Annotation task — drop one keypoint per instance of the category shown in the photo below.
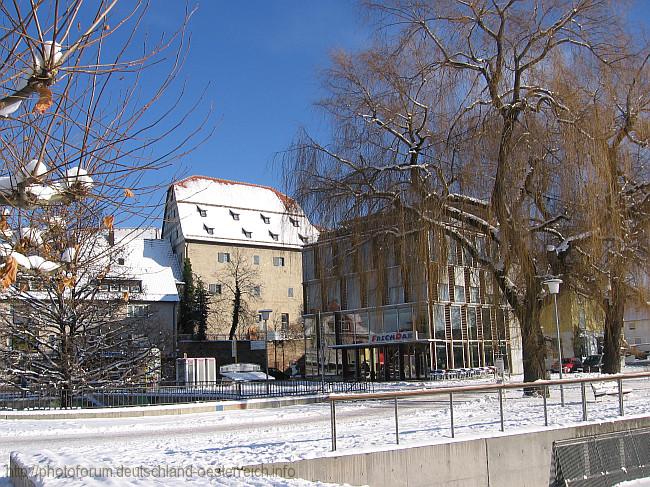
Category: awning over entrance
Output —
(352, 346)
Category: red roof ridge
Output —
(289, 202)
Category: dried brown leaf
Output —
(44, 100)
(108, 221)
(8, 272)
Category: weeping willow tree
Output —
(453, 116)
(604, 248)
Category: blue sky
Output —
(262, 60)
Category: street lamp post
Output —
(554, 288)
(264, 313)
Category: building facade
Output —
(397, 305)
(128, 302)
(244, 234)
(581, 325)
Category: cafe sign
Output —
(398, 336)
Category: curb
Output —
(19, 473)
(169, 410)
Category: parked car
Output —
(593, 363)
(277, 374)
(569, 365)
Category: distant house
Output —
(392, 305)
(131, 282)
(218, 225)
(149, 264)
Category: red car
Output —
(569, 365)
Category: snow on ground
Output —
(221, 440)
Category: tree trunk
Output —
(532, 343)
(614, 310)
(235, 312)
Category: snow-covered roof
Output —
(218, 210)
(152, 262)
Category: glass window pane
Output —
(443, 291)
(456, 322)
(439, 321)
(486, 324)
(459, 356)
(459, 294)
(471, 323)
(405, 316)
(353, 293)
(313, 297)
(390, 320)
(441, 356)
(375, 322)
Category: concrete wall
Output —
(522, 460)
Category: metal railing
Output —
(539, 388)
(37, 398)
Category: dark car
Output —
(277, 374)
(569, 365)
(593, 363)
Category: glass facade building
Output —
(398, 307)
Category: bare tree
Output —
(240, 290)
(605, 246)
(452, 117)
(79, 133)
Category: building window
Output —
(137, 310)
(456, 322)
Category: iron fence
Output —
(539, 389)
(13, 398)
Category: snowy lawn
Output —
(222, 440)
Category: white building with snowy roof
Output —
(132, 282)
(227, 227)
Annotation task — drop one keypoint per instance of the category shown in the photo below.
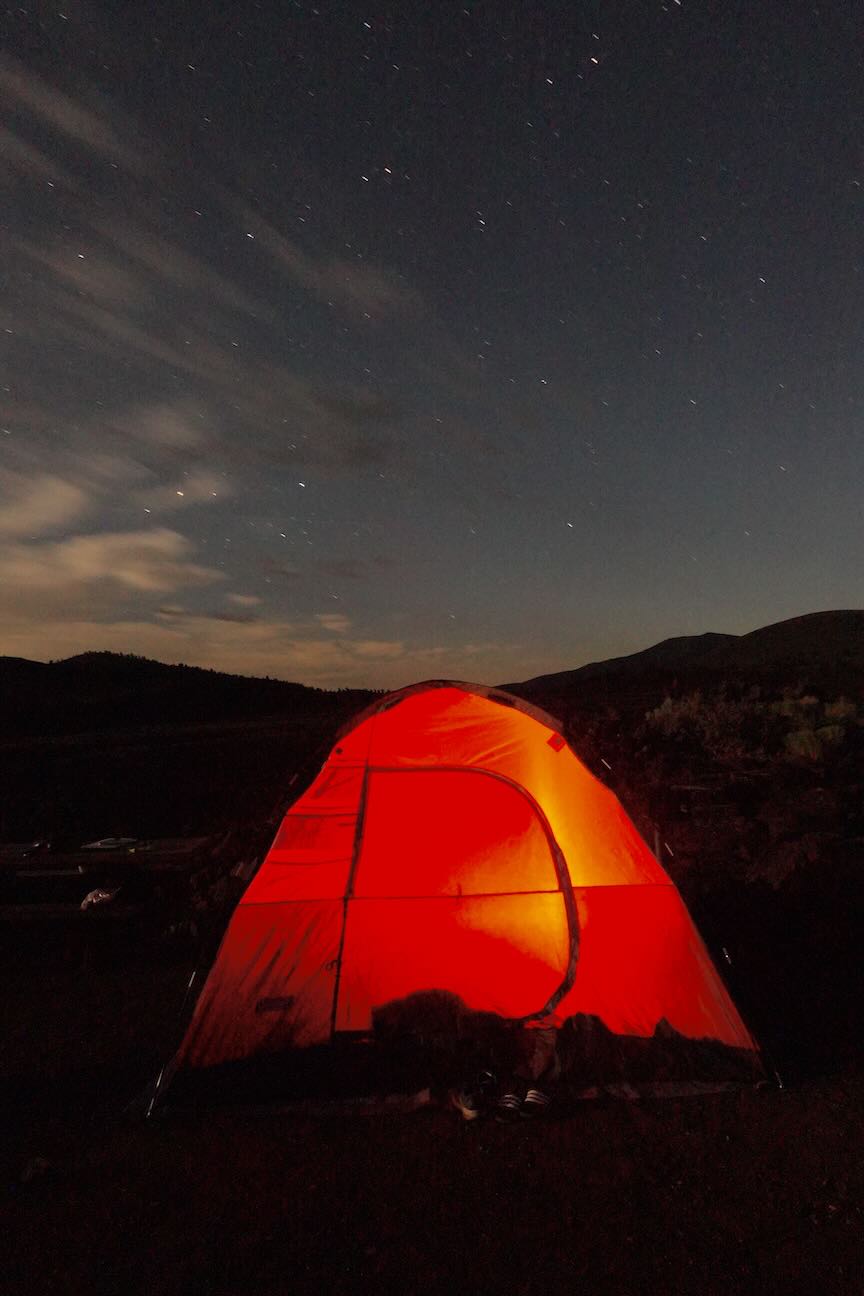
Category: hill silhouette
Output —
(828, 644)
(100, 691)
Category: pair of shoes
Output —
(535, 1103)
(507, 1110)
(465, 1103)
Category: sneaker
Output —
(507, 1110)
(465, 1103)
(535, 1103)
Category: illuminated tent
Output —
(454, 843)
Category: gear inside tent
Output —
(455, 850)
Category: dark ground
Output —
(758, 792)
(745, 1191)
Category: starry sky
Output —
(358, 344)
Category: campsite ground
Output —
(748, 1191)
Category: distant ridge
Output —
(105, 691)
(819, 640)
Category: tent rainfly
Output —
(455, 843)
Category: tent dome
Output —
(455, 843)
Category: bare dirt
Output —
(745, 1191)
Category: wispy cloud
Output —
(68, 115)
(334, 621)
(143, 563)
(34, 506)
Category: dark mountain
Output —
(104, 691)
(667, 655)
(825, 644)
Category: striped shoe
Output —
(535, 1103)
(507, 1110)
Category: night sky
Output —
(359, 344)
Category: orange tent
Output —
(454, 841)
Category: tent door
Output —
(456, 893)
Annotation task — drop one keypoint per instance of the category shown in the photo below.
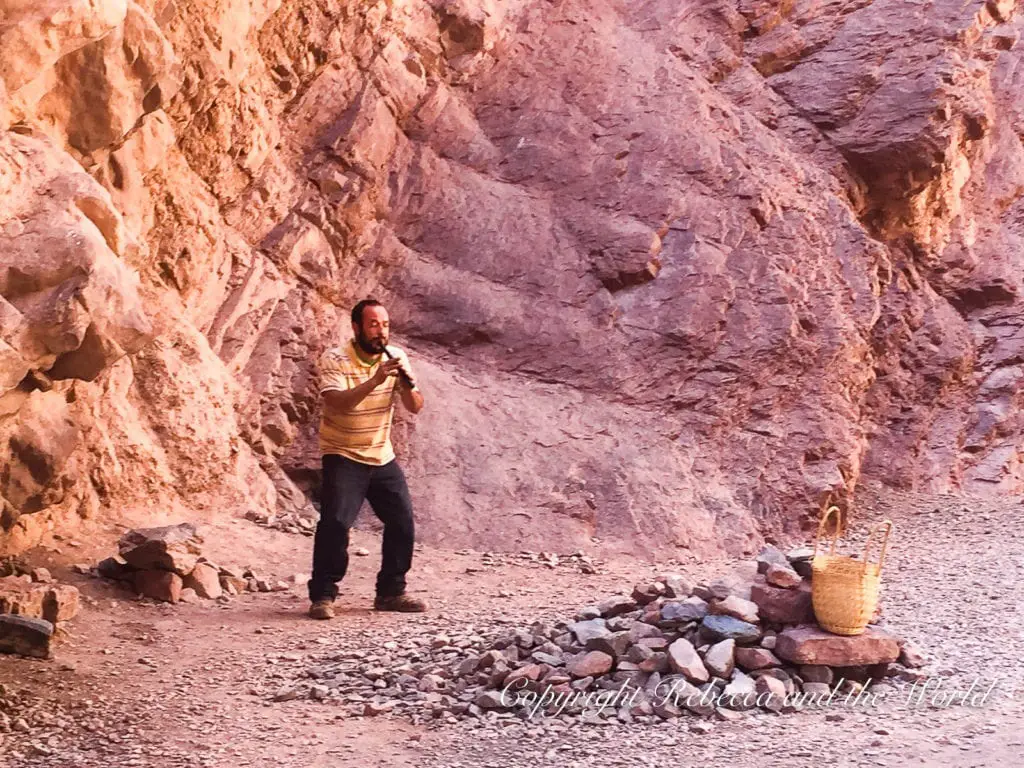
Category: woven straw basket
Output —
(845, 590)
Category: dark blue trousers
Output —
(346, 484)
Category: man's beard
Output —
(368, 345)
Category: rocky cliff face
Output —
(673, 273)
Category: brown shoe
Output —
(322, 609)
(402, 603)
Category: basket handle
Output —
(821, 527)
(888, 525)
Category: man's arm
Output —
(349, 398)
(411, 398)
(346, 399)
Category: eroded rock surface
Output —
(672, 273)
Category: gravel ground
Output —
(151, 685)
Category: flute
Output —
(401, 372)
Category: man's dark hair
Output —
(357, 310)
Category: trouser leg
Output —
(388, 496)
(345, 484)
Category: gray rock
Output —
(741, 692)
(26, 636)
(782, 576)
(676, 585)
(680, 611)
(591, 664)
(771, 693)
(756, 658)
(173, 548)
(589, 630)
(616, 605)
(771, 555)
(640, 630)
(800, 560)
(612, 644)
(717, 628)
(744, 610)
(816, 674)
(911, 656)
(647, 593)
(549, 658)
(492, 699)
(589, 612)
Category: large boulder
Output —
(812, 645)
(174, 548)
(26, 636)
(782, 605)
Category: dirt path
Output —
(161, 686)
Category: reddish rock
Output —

○ ○ ○ ○ ○

**Your objective**
All the material shown above is to be copied exactly, with no pictures carried over.

**Result of this task**
Annotation task — drop one keypoint per instance of the category shown in the photo below.
Category: awning over entrance
Output —
(352, 346)
Category: red roof ridge
Output —
(289, 202)
Category: dried brown leaf
Output —
(44, 100)
(108, 221)
(8, 272)
Category: weeping willow tree
Output —
(453, 116)
(604, 248)
Category: blue sky
Output —
(262, 60)
Category: street lamp post
Output —
(554, 288)
(264, 313)
Category: building facade
Output —
(397, 305)
(128, 302)
(244, 234)
(581, 325)
Category: cafe sign
Output —
(398, 336)
Category: curb
Output —
(19, 473)
(169, 410)
Category: parked car
Output —
(593, 363)
(277, 374)
(569, 365)
Category: distant house
Output —
(392, 305)
(131, 282)
(218, 225)
(149, 264)
Category: red car
Output —
(569, 365)
Category: snow on ground
Output —
(221, 440)
Category: tree trunk
Output —
(532, 343)
(614, 310)
(235, 312)
Category: snow-covered roof
Output —
(218, 210)
(152, 262)
Category: glass window pane
Output —
(443, 291)
(456, 322)
(439, 321)
(486, 324)
(459, 356)
(459, 294)
(471, 323)
(405, 316)
(353, 293)
(313, 297)
(390, 320)
(441, 356)
(375, 322)
Category: concrete wall
Output —
(522, 460)
Category: metal railing
Output —
(539, 388)
(37, 398)
Category: dark car
Output —
(277, 374)
(569, 365)
(593, 363)
Category: glass facade building
Output —
(398, 307)
Category: bare tree
Output —
(240, 290)
(605, 246)
(452, 117)
(79, 133)
Category: building window
Output —
(137, 310)
(456, 322)
Category: iron fence
Output —
(539, 389)
(13, 398)
Category: snowy lawn
Output —
(222, 440)
Category: white building with snowy roof
Output —
(132, 282)
(227, 227)
Annotation task — drop one keypoint per instance of the category shown in the photo below.
Category: hill silhouette
Output —
(828, 644)
(100, 691)
Category: pair of shoes
Output —
(535, 1103)
(507, 1110)
(465, 1103)
Category: sneaker
Output —
(507, 1110)
(465, 1103)
(535, 1103)
Category: illuminated tent
Output —
(454, 843)
Category: gear inside tent
Output —
(455, 850)
Category: dark ground
Output —
(758, 792)
(745, 1191)
Category: starry sky
Output —
(358, 344)
Category: campsite ground
Output —
(748, 1191)
Category: distant ridge
Output —
(105, 691)
(819, 640)
Category: tent rainfly
Output —
(455, 843)
Category: tent dome
Output —
(455, 843)
Category: bare dirt
Output —
(745, 1191)
Category: wispy cloud
Output —
(68, 115)
(334, 621)
(143, 563)
(34, 506)
Category: dark mountain
Output —
(104, 691)
(667, 655)
(825, 644)
Category: striped shoe
Output —
(535, 1103)
(507, 1110)
Category: night sky
Output —
(359, 344)
Category: orange tent
Output —
(454, 841)
Category: tent door
Output —
(456, 893)
Annotation task — drop one keypoint per instance of the category shown in the photo below.
Category: woven straw basket
Output —
(845, 590)
Category: dark blue trousers
Output —
(346, 484)
Category: man's beard
Output —
(368, 345)
Category: rocky cliff face
Output —
(673, 273)
Category: brown shoe
Output —
(322, 609)
(402, 603)
Category: basket handle
Output —
(821, 527)
(888, 525)
Category: man's arm
Output —
(349, 398)
(411, 398)
(346, 399)
Category: eroded rock surface
Output —
(672, 273)
Category: gravel ground
Output —
(151, 685)
Category: flute
Output —
(401, 372)
Category: man's dark hair
Output —
(357, 310)
Category: trouser leg
Output —
(388, 496)
(345, 484)
Category: gray rock
Output —
(741, 692)
(26, 636)
(782, 576)
(676, 585)
(680, 611)
(591, 664)
(771, 693)
(756, 658)
(173, 548)
(589, 630)
(616, 605)
(771, 555)
(640, 630)
(800, 560)
(612, 644)
(717, 628)
(744, 610)
(816, 674)
(911, 656)
(647, 593)
(549, 658)
(492, 699)
(589, 612)
Category: large boulder
Output —
(812, 645)
(174, 548)
(26, 636)
(782, 605)
Category: dirt path
Output —
(161, 686)
Category: reddish rock
Output —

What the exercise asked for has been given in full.